:: AVAILABLE DATA ::

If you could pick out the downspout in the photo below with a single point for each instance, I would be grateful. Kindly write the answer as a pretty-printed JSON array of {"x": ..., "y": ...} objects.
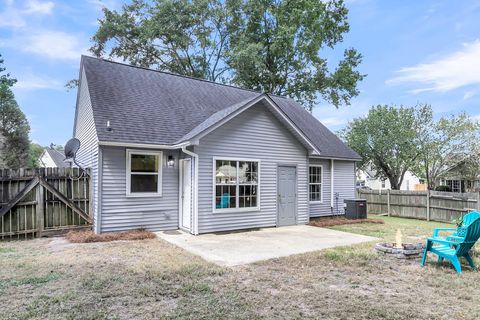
[
  {"x": 195, "y": 194},
  {"x": 98, "y": 222},
  {"x": 332, "y": 182}
]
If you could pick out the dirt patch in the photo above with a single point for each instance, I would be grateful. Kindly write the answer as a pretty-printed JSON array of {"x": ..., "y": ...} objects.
[
  {"x": 90, "y": 236},
  {"x": 329, "y": 222}
]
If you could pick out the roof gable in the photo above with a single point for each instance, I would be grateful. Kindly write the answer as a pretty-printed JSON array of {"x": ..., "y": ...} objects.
[{"x": 151, "y": 107}]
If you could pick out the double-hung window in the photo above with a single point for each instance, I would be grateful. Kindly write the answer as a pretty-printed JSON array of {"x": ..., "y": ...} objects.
[
  {"x": 144, "y": 173},
  {"x": 315, "y": 181},
  {"x": 236, "y": 184}
]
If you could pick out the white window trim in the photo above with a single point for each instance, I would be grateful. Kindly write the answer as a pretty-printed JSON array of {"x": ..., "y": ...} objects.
[
  {"x": 129, "y": 173},
  {"x": 237, "y": 209},
  {"x": 321, "y": 184}
]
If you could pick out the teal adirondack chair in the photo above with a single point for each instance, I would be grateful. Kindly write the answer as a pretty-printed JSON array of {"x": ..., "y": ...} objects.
[{"x": 457, "y": 245}]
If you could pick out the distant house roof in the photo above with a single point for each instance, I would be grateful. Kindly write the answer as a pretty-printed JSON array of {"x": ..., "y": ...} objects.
[
  {"x": 154, "y": 107},
  {"x": 57, "y": 157}
]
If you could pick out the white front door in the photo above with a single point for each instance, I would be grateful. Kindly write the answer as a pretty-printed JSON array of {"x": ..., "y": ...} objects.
[{"x": 186, "y": 194}]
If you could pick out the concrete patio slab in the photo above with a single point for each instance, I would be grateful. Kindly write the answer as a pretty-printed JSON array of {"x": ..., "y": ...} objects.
[{"x": 237, "y": 248}]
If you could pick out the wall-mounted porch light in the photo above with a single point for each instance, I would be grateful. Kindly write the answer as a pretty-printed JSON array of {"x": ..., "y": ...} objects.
[{"x": 170, "y": 161}]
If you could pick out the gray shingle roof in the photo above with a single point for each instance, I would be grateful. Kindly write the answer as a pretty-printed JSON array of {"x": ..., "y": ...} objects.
[{"x": 153, "y": 107}]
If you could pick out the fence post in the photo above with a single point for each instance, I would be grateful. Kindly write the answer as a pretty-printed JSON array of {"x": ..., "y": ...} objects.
[
  {"x": 388, "y": 202},
  {"x": 478, "y": 201},
  {"x": 428, "y": 204},
  {"x": 39, "y": 210}
]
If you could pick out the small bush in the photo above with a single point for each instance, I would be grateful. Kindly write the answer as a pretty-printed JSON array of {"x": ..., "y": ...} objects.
[
  {"x": 443, "y": 188},
  {"x": 90, "y": 236}
]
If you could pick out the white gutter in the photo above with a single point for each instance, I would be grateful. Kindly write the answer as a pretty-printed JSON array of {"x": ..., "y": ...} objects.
[
  {"x": 332, "y": 181},
  {"x": 195, "y": 194},
  {"x": 143, "y": 145}
]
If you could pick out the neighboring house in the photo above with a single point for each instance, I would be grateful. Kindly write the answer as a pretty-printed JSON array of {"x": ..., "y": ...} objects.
[
  {"x": 367, "y": 178},
  {"x": 52, "y": 158},
  {"x": 169, "y": 151}
]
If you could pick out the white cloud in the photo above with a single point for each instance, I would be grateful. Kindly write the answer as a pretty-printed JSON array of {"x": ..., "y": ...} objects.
[
  {"x": 16, "y": 17},
  {"x": 50, "y": 44},
  {"x": 457, "y": 70},
  {"x": 32, "y": 82},
  {"x": 38, "y": 7},
  {"x": 469, "y": 94}
]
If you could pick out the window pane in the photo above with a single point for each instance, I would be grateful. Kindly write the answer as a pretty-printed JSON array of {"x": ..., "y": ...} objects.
[
  {"x": 248, "y": 196},
  {"x": 315, "y": 192},
  {"x": 315, "y": 174},
  {"x": 248, "y": 172},
  {"x": 226, "y": 171},
  {"x": 144, "y": 163},
  {"x": 225, "y": 196},
  {"x": 143, "y": 183}
]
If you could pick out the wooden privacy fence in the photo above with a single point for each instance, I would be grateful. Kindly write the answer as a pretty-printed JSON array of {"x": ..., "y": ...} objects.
[
  {"x": 43, "y": 202},
  {"x": 427, "y": 205}
]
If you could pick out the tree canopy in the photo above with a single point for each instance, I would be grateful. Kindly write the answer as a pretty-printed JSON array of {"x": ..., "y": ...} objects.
[
  {"x": 14, "y": 127},
  {"x": 386, "y": 139},
  {"x": 272, "y": 46},
  {"x": 393, "y": 140},
  {"x": 447, "y": 143}
]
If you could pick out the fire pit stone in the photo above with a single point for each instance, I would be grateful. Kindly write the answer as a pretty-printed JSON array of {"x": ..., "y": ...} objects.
[{"x": 407, "y": 251}]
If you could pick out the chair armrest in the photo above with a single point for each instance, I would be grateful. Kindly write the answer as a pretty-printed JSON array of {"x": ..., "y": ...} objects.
[
  {"x": 455, "y": 239},
  {"x": 442, "y": 241},
  {"x": 437, "y": 230}
]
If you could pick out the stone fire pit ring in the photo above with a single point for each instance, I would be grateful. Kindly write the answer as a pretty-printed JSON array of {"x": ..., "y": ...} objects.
[{"x": 407, "y": 251}]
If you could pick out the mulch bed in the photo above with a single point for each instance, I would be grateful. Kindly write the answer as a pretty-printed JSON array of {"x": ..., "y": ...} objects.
[
  {"x": 329, "y": 222},
  {"x": 90, "y": 236}
]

:::

Copy the records exactly. Skip any pictures.

• [EXERCISE SOLUTION]:
If you could pick out the downspout in the photo below with a single point for each instance, I would be grateful. Kindly write the answer as a pretty-printed JSON array of {"x": ..., "y": ...} objects.
[
  {"x": 195, "y": 194},
  {"x": 98, "y": 222},
  {"x": 332, "y": 182}
]
If you could pick out the dirt patch in the photo above with a single point for each instance, I would be grateful. Kindly write the answer as a pretty-printed JSON array of {"x": ..., "y": ...} objects.
[
  {"x": 90, "y": 236},
  {"x": 329, "y": 222}
]
If you could pick out the roof gable in the photo above with a single point for each instance, I would be grateful. Kindly write the answer as a pretty-printed JSON array of {"x": ..., "y": ...} objects.
[{"x": 151, "y": 107}]
If you could pick out the double-hung window in the photo above with a single point for each instance, I would be grateful. Kindly write the answer as a pretty-printed JSON array of {"x": ..., "y": ...} objects.
[
  {"x": 144, "y": 173},
  {"x": 315, "y": 181},
  {"x": 236, "y": 184}
]
If you could pick out the white window trim in the photo above with a single point for each instance, I would be grateful. Kindly write the answer as a pretty-printed JSON array of {"x": ..., "y": ...} objects.
[
  {"x": 129, "y": 173},
  {"x": 237, "y": 209},
  {"x": 321, "y": 184}
]
If you could pick out the teal adirondack chair in the photo above with a single point for each instance, I would be grateful. Kindly write the answer as a pretty-printed JSON array of {"x": ..., "y": ...} objects.
[{"x": 457, "y": 245}]
If you could pick out the distant house roof in the photo above with a single point for each instance, I would be grateful. Kindly write the answer as a pretty-printed JSON array of {"x": ..., "y": ...} objects.
[
  {"x": 154, "y": 107},
  {"x": 57, "y": 157}
]
If you could pick out the white front door in the photo above with a single point for each instance, I would be grateful. Kindly write the answer as a pretty-printed JSON array of {"x": ..., "y": ...} objects.
[{"x": 186, "y": 194}]
If you could pick out the concrete patio slab in the photo above with a single point for each instance, I would be grateful. Kindly write the answer as a pretty-printed JSON array of {"x": ..., "y": ...} objects.
[{"x": 237, "y": 248}]
If you could pick out the wall-mounted porch light in the photo above with a single point for each instance, I would be grateful. Kindly write the answer as a pretty-printed JSON array of {"x": ..., "y": ...} objects.
[{"x": 170, "y": 161}]
If you could pick out the gray shingle roof in the photo above with a single point for each instance, I would be grateful. Kindly write the answer as a pretty-printed JSON array of {"x": ..., "y": ...} objects.
[{"x": 153, "y": 107}]
If you could pick out the fence post in the photo above with a single point for each instance, I would be grateful. Kindly write the answer as a pretty-printed JSON array of {"x": ..., "y": ...} objects.
[
  {"x": 388, "y": 202},
  {"x": 478, "y": 201},
  {"x": 428, "y": 204},
  {"x": 39, "y": 210}
]
If you could pick out the small bush in the photo above with a single point for each instance, I would be grateful. Kindly write the answer as a pretty-printed JSON array of {"x": ..., "y": ...} objects.
[
  {"x": 443, "y": 188},
  {"x": 90, "y": 236}
]
If you could pick out the white gutter in the photo above with a single point for each instance, I would be grateful. Kindly write the answer as a pretty-printed JSON array of {"x": ..., "y": ...} objects.
[
  {"x": 332, "y": 181},
  {"x": 195, "y": 194},
  {"x": 143, "y": 145}
]
If you could pick out the neighboring house in the photo above with a single point for each instance, I would be grateful. Kindly write the answer as a pretty-printed JSON array of {"x": ..., "y": ...} objects.
[
  {"x": 367, "y": 178},
  {"x": 52, "y": 158},
  {"x": 169, "y": 151}
]
If you could pick out the white cloud in the photo above with a single point for each instance, I would be grateful. Kindly write the answer as a pretty-printed JSON array of {"x": ..., "y": ...} objects.
[
  {"x": 16, "y": 17},
  {"x": 50, "y": 44},
  {"x": 457, "y": 70},
  {"x": 32, "y": 82},
  {"x": 38, "y": 7},
  {"x": 469, "y": 94}
]
If you could pick out the window pane in the photo above with a single point for each instance, I would be grateful. Kindly write the answer as a pretty-printed JSON array of {"x": ..., "y": ...} objects.
[
  {"x": 248, "y": 196},
  {"x": 315, "y": 192},
  {"x": 315, "y": 174},
  {"x": 248, "y": 172},
  {"x": 226, "y": 171},
  {"x": 144, "y": 163},
  {"x": 225, "y": 196},
  {"x": 143, "y": 183}
]
If you could pick out the wooden privacy fence in the photo above with a single point for each instance, I would be grateful. Kindly write the answer as a pretty-printed JSON array of {"x": ..., "y": ...} objects.
[
  {"x": 43, "y": 202},
  {"x": 427, "y": 205}
]
If you could pick out the tree canopy in the photo above with a single point for each instance, I would be grateful. Kindly write the answer as a pretty-printed JSON array of {"x": ..., "y": ...} objects.
[
  {"x": 14, "y": 127},
  {"x": 386, "y": 139},
  {"x": 272, "y": 46},
  {"x": 393, "y": 140},
  {"x": 447, "y": 143}
]
If you could pick out the fire pit stone in the photo above with a single point for each instance, I would be grateful. Kindly write the answer as a pretty-printed JSON array of {"x": ..., "y": ...} objects.
[{"x": 407, "y": 251}]
If you could pick out the chair armrest in the photo above with a single point for each instance, I would be grateful. Kindly write the answer as a pretty-printed JSON array of {"x": ..., "y": ...} objects.
[
  {"x": 455, "y": 239},
  {"x": 442, "y": 241},
  {"x": 437, "y": 230}
]
If you could pick out the stone fire pit ring in the photo above with a single point for each instance, I would be grateful. Kindly write the answer as a pretty-printed JSON array of {"x": ..., "y": ...} objects.
[{"x": 407, "y": 251}]
If you could pick out the mulch bed in the photo above with a single point for each instance, I would be grateful. Kindly write the answer as a pretty-printed JSON array of {"x": ..., "y": ...} objects.
[
  {"x": 329, "y": 222},
  {"x": 90, "y": 236}
]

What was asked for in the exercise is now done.